_Exercise task_
Copy each of the entries below word for word.

-- Start Raw records --

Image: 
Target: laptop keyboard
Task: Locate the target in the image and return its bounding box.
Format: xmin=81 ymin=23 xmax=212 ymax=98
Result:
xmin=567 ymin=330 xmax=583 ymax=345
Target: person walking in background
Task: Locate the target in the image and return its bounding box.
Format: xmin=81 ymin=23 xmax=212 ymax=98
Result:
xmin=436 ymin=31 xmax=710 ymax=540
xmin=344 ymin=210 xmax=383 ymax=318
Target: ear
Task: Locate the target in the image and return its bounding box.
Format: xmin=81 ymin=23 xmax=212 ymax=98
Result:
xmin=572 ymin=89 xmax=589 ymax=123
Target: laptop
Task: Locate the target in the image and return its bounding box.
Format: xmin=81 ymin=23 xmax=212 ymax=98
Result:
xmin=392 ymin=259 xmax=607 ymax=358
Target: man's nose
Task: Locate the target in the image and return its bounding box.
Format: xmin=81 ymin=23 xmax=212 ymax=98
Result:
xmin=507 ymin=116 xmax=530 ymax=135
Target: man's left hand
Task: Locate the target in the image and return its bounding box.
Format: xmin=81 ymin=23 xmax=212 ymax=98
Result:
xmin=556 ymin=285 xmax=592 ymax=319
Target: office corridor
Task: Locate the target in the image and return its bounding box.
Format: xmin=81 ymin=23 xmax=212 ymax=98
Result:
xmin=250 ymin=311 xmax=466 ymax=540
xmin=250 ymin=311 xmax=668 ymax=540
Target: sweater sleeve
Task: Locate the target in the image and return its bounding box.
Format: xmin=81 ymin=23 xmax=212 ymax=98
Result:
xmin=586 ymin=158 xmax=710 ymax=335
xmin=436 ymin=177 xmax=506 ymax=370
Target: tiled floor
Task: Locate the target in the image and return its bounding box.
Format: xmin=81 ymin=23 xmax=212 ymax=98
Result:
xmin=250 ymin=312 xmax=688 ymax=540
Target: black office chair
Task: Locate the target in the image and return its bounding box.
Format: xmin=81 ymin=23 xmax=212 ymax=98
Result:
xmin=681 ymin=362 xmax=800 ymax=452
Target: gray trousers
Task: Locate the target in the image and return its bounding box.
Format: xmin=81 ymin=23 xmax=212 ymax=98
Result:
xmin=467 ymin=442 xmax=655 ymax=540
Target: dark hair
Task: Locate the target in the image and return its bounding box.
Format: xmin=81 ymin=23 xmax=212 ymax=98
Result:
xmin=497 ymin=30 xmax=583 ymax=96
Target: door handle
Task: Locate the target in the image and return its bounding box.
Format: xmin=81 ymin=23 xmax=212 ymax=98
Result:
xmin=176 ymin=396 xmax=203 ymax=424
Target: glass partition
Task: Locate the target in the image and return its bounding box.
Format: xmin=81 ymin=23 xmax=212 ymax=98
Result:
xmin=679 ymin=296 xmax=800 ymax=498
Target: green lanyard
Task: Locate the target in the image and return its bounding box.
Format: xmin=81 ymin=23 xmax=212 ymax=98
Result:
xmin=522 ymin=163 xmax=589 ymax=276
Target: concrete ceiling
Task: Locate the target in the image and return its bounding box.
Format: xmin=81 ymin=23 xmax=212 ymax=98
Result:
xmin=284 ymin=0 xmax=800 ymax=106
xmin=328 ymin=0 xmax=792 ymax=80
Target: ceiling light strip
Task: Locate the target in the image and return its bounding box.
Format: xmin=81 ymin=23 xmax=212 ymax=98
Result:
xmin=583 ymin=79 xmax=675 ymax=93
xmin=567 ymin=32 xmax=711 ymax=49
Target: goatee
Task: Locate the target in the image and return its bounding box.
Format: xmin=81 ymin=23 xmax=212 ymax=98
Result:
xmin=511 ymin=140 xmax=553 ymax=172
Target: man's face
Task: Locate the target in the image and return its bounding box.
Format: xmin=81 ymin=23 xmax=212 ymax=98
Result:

-- End Raw records --

_Task answer_
Image: 
Target: laptop keyboard
Task: Locate the target in the image and return its bounding box.
Format: xmin=81 ymin=23 xmax=212 ymax=98
Result:
xmin=567 ymin=330 xmax=583 ymax=345
Target: person walking in background
Task: Locate the target in the image and return its bounding box.
Format: xmin=81 ymin=23 xmax=212 ymax=98
Result:
xmin=436 ymin=31 xmax=710 ymax=540
xmin=344 ymin=210 xmax=383 ymax=318
Target: ear
Task: Locate the target in the image and return its bounding box.
Format: xmin=81 ymin=23 xmax=212 ymax=98
Result:
xmin=572 ymin=89 xmax=589 ymax=123
Target: laptop
Task: Locate the target in the image and return its bounding box.
Format: xmin=81 ymin=23 xmax=212 ymax=98
Result:
xmin=392 ymin=259 xmax=607 ymax=358
Target: man's nose
Task: Locate the target in the image and return its bounding box.
Format: xmin=81 ymin=23 xmax=212 ymax=98
Result:
xmin=507 ymin=116 xmax=530 ymax=135
Target: man's left hand
Task: Locate the target in the image and return its bounding box.
Format: xmin=81 ymin=23 xmax=212 ymax=98
Result:
xmin=556 ymin=285 xmax=592 ymax=319
Target: office corridor
Task: Locate the target in the image and return its bounding box.
Format: xmin=81 ymin=23 xmax=212 ymax=98
Result:
xmin=250 ymin=311 xmax=466 ymax=540
xmin=250 ymin=311 xmax=668 ymax=540
Target: sweater sleeve
Task: Locate the target in the image and return its bounding box.
Format: xmin=81 ymin=23 xmax=212 ymax=98
Result:
xmin=586 ymin=158 xmax=710 ymax=335
xmin=436 ymin=177 xmax=506 ymax=370
Target: tiled floor
Task: Locate the target in the image and return its bounding box.
Format: xmin=81 ymin=23 xmax=212 ymax=98
Result:
xmin=250 ymin=312 xmax=688 ymax=540
Target: black office chair
Task: Locate the target in the image and return its bounding box.
Format: xmin=81 ymin=23 xmax=212 ymax=98
Result:
xmin=681 ymin=362 xmax=800 ymax=452
Target: gray trousers
Task: Locate the target in the image and return its bounding box.
Format: xmin=81 ymin=23 xmax=212 ymax=98
Result:
xmin=467 ymin=442 xmax=655 ymax=540
Target: dark hair
Task: Locate the target in the image and return its bounding box.
Format: xmin=81 ymin=23 xmax=212 ymax=98
Result:
xmin=497 ymin=30 xmax=583 ymax=96
Target: door handle
Task: Locate the target in the image and return its bounding box.
Format: xmin=81 ymin=23 xmax=212 ymax=98
Result:
xmin=176 ymin=396 xmax=203 ymax=424
Target: glass partition
Task: Locate the target in the image and return its bounding box.
Format: xmin=81 ymin=23 xmax=212 ymax=98
Result:
xmin=679 ymin=296 xmax=800 ymax=498
Target: green lanyard
Task: Locate the target in the image and return its bounding box.
Format: xmin=81 ymin=23 xmax=212 ymax=98
Result:
xmin=522 ymin=163 xmax=589 ymax=276
Target: concrete ceiling
Task: Locate the target in the image and return its bounding box.
Format: xmin=81 ymin=23 xmax=212 ymax=98
Result:
xmin=284 ymin=0 xmax=800 ymax=106
xmin=328 ymin=0 xmax=792 ymax=80
Target: ceiling light strip
Task: Locate the target in the image and return its bounding box.
Format: xmin=81 ymin=23 xmax=212 ymax=98
Result:
xmin=583 ymin=79 xmax=675 ymax=93
xmin=567 ymin=32 xmax=711 ymax=49
Target: goatee
Task: Locate the target in the image and return its bounding box.
Format: xmin=81 ymin=23 xmax=212 ymax=98
Result:
xmin=511 ymin=140 xmax=553 ymax=172
Target: man's face
Task: Locate the target in the image and return its bounding box.
Format: xmin=81 ymin=23 xmax=212 ymax=98
Result:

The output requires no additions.